====== Records for processing ======

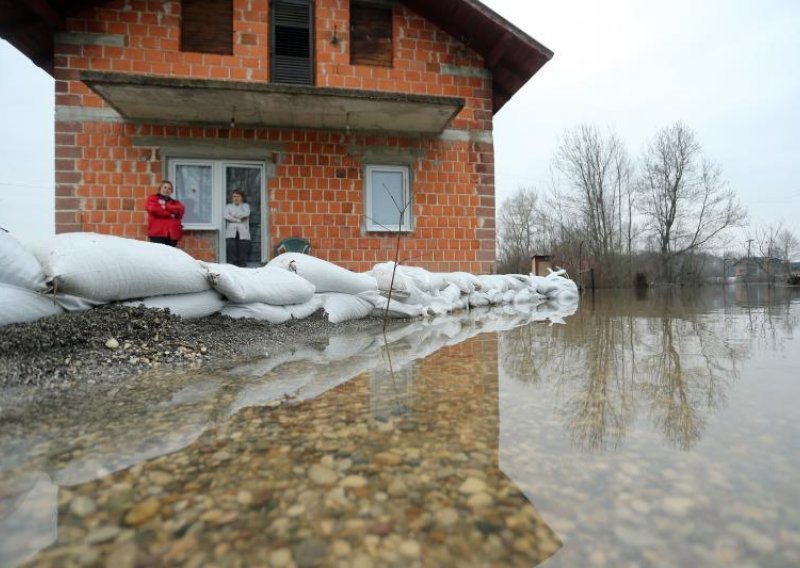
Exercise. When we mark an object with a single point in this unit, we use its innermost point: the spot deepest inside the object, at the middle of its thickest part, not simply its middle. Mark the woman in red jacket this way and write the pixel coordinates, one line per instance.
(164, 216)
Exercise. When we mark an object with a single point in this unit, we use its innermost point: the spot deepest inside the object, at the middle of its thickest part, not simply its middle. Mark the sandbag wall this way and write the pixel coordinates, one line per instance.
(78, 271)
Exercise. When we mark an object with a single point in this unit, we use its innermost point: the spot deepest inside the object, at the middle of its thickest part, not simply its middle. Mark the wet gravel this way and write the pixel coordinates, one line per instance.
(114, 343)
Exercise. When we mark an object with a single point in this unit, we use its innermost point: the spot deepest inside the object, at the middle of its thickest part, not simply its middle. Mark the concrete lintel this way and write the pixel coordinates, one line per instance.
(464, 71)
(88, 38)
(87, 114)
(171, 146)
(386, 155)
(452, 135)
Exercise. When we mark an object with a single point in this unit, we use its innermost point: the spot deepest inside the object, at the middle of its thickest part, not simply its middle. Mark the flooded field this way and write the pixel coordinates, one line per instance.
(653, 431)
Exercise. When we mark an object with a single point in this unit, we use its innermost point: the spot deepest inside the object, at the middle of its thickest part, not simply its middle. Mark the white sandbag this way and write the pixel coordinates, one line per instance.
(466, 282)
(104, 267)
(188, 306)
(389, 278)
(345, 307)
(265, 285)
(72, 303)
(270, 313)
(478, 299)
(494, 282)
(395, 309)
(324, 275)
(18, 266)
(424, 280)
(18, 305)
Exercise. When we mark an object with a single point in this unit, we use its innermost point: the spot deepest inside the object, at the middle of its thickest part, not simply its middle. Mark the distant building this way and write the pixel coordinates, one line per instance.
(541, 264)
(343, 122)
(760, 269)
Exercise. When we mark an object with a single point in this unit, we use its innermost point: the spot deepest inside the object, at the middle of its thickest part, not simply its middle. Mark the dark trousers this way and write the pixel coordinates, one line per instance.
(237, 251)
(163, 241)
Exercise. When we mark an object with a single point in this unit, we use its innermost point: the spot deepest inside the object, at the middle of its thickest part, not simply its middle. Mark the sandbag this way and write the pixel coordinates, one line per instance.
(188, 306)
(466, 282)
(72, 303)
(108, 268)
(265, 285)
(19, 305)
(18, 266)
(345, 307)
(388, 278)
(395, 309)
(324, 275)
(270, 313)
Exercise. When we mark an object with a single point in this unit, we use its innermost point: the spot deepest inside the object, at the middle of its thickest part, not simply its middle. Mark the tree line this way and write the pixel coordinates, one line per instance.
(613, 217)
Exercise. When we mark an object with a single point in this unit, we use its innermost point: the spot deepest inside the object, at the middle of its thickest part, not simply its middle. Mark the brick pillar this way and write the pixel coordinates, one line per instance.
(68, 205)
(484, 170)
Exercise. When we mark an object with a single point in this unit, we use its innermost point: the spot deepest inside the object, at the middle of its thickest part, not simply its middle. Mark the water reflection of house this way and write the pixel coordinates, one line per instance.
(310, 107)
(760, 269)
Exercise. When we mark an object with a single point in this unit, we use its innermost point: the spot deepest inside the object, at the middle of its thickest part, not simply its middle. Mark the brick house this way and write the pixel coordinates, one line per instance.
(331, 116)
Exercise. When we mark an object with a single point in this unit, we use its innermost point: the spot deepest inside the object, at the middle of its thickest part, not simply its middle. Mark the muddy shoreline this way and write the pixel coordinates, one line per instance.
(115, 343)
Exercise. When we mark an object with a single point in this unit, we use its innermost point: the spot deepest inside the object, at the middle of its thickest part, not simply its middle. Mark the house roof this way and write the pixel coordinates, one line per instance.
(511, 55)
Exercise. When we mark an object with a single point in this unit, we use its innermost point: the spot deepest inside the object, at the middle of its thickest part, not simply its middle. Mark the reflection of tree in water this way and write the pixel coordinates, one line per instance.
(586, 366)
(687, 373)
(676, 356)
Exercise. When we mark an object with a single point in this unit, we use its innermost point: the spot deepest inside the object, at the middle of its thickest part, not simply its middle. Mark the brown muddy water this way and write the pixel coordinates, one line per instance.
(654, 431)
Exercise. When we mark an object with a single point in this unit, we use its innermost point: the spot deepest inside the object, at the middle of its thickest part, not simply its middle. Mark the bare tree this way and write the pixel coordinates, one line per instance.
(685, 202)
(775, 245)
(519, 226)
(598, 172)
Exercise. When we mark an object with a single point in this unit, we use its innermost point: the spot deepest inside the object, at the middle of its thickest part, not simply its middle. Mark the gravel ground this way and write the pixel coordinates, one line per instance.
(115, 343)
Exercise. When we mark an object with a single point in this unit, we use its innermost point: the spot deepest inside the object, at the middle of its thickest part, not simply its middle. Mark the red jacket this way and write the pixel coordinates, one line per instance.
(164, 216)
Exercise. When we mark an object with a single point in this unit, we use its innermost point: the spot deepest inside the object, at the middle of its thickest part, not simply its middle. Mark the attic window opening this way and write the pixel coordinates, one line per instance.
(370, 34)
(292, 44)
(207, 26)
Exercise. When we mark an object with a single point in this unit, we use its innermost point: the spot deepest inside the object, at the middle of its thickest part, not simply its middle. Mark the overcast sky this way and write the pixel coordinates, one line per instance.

======

▶ What you need to do: Transcribe the entries above verbatim, excluding any image.

▶ Output:
Exercise. When we mark an object with a single point in this unit, we use its innermost point: the spot deepest inside the object, at the middle of its thickest part, not simply its middle. Mark the woman in red jacket this way and write the pixel coordinates, one line per instance.
(164, 216)
Exercise. When we mark an object with a single point in this unit, we use its innermost point: the spot deepest inside the object, at the middle of its thickest part, not simply its middle. Mark the sandbag wall this way and write the pixel coordinates, one line per instance.
(78, 271)
Exercise. When we mark an object with a single point in this unit, we use its innermost point: the spot deepest inside the object, at the middle of its thickest part, not simply its middle. Mark the wet gravel this way and write the pixel coordinates, one line per instance.
(114, 343)
Exercise. When we mark an object with a single point in this unit, we use its innermost point: the spot deepest inside the object, at the middle of its thickest part, not simply its middle. Mark the concrete lintel this way and write the pixel coordinates, one line per instance.
(464, 71)
(88, 38)
(87, 114)
(171, 146)
(386, 155)
(452, 135)
Exercise. When we mark an object with a single point in this unit, we use its innermost point: the spot deepest inside the object, at the middle of its thickest part, not simply its middle. Mark the flooded field this way and write the pixel coordinates, one line per instance.
(653, 431)
Exercise. When we mark an object with a single point in this unit, we use its innermost point: the spot deepest inside the object, at the middle of its thickest part, not simply its middle. Mark the white sandbag this way and write the pixel coordinates, one line per instance.
(466, 282)
(104, 267)
(188, 306)
(389, 278)
(345, 307)
(265, 285)
(72, 303)
(270, 313)
(478, 299)
(494, 282)
(395, 309)
(324, 275)
(18, 266)
(424, 280)
(18, 305)
Exercise. When we mark an object with a single point in this unit, we use its innermost point: the spot deepest inside the object, at the middle of its thickest part, not simply its middle. Mark the distant building this way and write the pixel coordinates, one line per instance.
(541, 264)
(343, 122)
(760, 269)
Exercise. When we mark an object with a single point in this unit, we use its innermost point: the spot deepest inside the object, at the middle of its thickest part, not simply its middle. Mark the dark trousers this way and write the pixel coordinates, one line per instance.
(237, 251)
(163, 241)
Exercise. When we mark an object with a single point in this unit, we use its innermost point: the spot deepest inside the object, at the middle of its thickest part, not simply its middle. Mark the sandbag this way and write the pixel coordinates, one line per instance.
(188, 306)
(466, 282)
(72, 303)
(108, 268)
(265, 285)
(19, 305)
(18, 266)
(345, 307)
(388, 278)
(395, 309)
(324, 275)
(270, 313)
Exercise. When we mark an object with a single point in this unit, we use its innermost point: the spot deepest inside the object, at the middle of its thickest part, not simply its middle. Mark the tree line this way and write the pixel coordinates, one line per instance.
(613, 217)
Exercise. When we mark an object with a single point in this unit, we use its innermost point: the spot deepest inside the object, at the middle of its thickest part, not simply its middle. Mark the brick pillar this way and write the pixel coordinates, one line per instance.
(68, 205)
(484, 170)
Exercise. When we mark an object with a single point in this unit, we use its innermost point: the spot deepest inside the object, at the middle of its thickest part, not simply its middle. Mark the water reflection of house this way and write the pixel coordinates, one line per instance.
(310, 107)
(760, 269)
Exercise. When we mark an object with a single point in this unit, we use its innermost point: the spot deepest inside the object, at the middle of its thickest part, not simply its middle. Mark the brick house this way and write the pixel coordinates, one line per instance.
(331, 116)
Exercise. When we mark an object with a single point in this unit, we use its innermost point: the spot deepest inside the object, at the middle of its thickest part, not simply its middle. Mark the muddy shoreline this way and write the pixel coordinates, one line per instance.
(115, 343)
Exercise. When we mark an object with a single point in this unit, we use its innermost point: the spot deepest inside the object, at the middle of its thickest part, not simply its middle. Mark the house roof this way and write the pixel coordinates, one line per instance.
(511, 55)
Exercise. When we mark an object with a single point in this unit, we use its innermost point: the spot deepest inside the object, at the middle of its thickest part, not simply its middle. Mark the reflection of tree in water this way and write the pixel coordinates, one line per instance.
(586, 366)
(687, 373)
(676, 356)
Exercise. When we mark an object with a single point in this unit, we use its innermost point: the spot deepest inside the object, at the middle of its thickest part, not simply its middle. Mark the brown muddy water this way and write the pixel coordinates, one line per instance.
(654, 431)
Exercise. When we mark an object with a single point in this unit, we use its innermost point: the spot deepest inside the object, at the middle of its thickest part, not simply its middle. Mark the bare tree this way and write the pixel coordinates, one line per instance.
(685, 202)
(775, 245)
(519, 226)
(598, 172)
Exercise. When we mark an object with a single point in this unit, we use its innermost point: the spot deepest inside the object, at the middle of its thickest part, not simply its middle. Mark the gravel ground this way and write the pixel coordinates, one line per instance.
(115, 343)
Exercise. When we mark an object with a single point in this unit, we use its innermost point: the spot deepest inside the object, at the middle of its thickest part, not simply its middle. Mark the red jacket this way and write the pixel coordinates, one line per instance.
(164, 216)
Exercise. When we mark an object with a single point in this unit, we use its innermost point: the spot deepest inside the object, at the middle of its thickest part, not simply its middle. Mark the attic window opening this way and write the pixel coordinates, one line per instance.
(370, 34)
(292, 44)
(207, 26)
Exercise. When we mark an object with a single point in this unit, we use its innermost point: the spot deepest inside the object, at the middle of its thickest part, not simply its middle. Mark the overcast sky this way and write the pixel coordinates, one line per instance.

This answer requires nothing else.